Task item: Using the entries that follow, please report how many lines contain the word "hull", with no other words.

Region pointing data
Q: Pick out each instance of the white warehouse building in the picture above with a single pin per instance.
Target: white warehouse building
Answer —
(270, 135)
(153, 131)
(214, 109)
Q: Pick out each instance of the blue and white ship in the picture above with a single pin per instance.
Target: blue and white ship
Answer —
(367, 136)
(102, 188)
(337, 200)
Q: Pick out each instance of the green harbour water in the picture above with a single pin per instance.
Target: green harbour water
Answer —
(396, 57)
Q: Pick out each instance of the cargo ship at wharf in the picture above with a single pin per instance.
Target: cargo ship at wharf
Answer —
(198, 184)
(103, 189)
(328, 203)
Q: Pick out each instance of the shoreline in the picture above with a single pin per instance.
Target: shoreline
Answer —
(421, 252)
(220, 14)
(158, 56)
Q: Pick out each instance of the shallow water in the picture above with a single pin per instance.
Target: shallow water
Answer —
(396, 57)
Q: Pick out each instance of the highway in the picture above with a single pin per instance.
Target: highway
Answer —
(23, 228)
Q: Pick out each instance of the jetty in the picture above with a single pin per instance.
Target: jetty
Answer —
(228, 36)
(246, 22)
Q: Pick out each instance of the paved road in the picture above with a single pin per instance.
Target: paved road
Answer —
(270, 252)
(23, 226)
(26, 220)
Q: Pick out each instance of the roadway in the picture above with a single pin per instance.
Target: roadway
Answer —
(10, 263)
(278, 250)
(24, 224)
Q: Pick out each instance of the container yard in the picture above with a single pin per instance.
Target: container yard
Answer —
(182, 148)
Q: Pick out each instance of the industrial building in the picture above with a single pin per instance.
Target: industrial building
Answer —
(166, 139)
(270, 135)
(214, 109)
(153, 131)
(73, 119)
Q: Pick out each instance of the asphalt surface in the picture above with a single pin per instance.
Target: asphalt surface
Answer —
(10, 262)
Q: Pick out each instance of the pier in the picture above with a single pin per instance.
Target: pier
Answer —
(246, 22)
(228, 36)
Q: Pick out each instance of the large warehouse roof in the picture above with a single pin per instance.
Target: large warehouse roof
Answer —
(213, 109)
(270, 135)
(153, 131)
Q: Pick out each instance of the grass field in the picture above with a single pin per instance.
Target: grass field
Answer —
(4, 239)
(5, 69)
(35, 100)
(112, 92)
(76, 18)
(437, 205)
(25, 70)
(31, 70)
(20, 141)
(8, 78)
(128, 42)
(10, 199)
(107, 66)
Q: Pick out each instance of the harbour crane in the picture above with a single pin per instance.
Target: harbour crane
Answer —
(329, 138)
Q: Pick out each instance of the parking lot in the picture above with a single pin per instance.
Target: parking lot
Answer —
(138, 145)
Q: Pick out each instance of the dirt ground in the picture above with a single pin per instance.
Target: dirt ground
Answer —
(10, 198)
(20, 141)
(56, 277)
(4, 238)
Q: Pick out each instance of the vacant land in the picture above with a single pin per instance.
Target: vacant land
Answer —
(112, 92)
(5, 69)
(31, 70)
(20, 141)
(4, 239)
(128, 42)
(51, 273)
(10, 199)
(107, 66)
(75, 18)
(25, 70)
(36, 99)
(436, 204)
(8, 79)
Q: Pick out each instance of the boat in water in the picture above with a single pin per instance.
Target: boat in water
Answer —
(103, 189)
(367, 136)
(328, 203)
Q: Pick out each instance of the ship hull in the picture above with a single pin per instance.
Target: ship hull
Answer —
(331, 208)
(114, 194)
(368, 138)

Task solution: 2